Source
------------------------------------------------------------

L’édition française de manga pour enfants : une filière en formation

Salon du livre et de la presse jeunesse de MontreuilLa 28e édition du Salon du livre et de la presse jeunesse de Montreuil se tenait du 28 novembre au 3 décembre 2012. Rendez-vous incontournable des très nombreux éditeurs pour enfants (qui en 2011 se partageaient 372,8 millions d’euros de chiffre d’affaires, soit 14% de l’édition globale en France), c’est aussi l’occasion pour les maisons de bande dessinée de s’offrir une vitrine auprès d’un public jeunesse que l’on s’arrache. Au milieu des libraires, magazines et associations culturelles, on trouvait quelques éditeurs de manga. L’occasion de faire le point avec eux sur l’état du manga jeunesse en France.

 

Un travail de prospection

Kingdom Hearts II vol. 1  © 2013 Shiro Amano / Pika

Contrairement au Japon, où la bande dessinée est découpée en fonction du lectorat, de son âge et de son sexe (shôjo, shônen, josei, seinen…), le manga tel qu’il a été édité au départ en France n’a pas été pensé autrement que comme un médium pour jeune garçon (Récré A2 et Club Dorothée aidant). Cela explique la profusion de shônen dans nos rayonnages. Aussi, trouver ces éditeurs de manga sur un salon destiné au jeune public peut dans un premier temps sembler incongru, le cœur de cible de ces maisons ayant au minimum 2 ou 3 ans de plus que les visiteurs de Montreuil. « Nous sommes ici pour beaucoup de raisons ! explique Laure Peduzzi, attachée de presse chez Pika. D’abord pour défendre les mangas, puisqu’on entend encore souvent le discours affirmant que ce ne sont pas de « vrais » livres. Ensuite parce qu’on va pouvoir y rencontrer un public différent de Japan Expo ou du Salon du Livre de Paris. Enfin parce que c’est un des seuls salons importants où nous pouvons véritablement échanger avec les enfants et connaître leurs attentes. » Ces raisons sont aussi les arguments avancés par d’autres maisons d’édition.

------------------------------------------------------------

Objectif
Traduisez en anglais cette phrase de l'article : « Cela explique la profusion de shônen dans nos rayonnages. » La liste ci-après n'a aucun lien avec l'article.

------------------------------------------------------------

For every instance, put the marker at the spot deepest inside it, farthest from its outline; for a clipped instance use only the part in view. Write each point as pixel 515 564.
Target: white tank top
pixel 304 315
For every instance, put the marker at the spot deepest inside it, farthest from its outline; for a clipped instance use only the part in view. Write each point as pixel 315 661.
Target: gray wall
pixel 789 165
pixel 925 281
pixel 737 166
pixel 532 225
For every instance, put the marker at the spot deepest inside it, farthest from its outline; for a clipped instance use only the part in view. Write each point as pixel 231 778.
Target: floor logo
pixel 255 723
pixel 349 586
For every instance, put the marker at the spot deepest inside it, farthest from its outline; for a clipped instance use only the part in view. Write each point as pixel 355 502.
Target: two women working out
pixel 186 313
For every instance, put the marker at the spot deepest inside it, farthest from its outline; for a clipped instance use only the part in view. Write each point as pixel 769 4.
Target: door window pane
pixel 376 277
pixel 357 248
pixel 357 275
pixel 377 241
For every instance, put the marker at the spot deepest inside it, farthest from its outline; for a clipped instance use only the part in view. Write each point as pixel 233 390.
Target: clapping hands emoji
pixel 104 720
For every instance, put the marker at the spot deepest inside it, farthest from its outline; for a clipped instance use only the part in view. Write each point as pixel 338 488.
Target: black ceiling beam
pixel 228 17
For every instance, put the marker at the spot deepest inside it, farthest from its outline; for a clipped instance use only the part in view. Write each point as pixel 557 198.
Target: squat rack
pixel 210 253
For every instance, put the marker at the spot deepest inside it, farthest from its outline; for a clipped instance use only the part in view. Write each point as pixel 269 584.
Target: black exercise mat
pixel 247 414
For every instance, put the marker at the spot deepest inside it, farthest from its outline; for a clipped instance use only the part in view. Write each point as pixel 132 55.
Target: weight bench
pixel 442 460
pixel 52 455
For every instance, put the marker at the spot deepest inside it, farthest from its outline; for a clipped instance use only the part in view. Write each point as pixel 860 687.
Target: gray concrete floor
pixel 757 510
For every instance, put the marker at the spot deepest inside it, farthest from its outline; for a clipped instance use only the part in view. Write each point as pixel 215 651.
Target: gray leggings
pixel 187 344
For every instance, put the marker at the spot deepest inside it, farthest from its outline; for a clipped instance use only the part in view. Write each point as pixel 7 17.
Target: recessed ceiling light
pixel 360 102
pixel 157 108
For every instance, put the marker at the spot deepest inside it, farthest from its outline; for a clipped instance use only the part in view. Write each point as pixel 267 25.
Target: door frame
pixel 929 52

------------------------------------------------------------

Réponse
This explains the abundance of shônen on our shelves.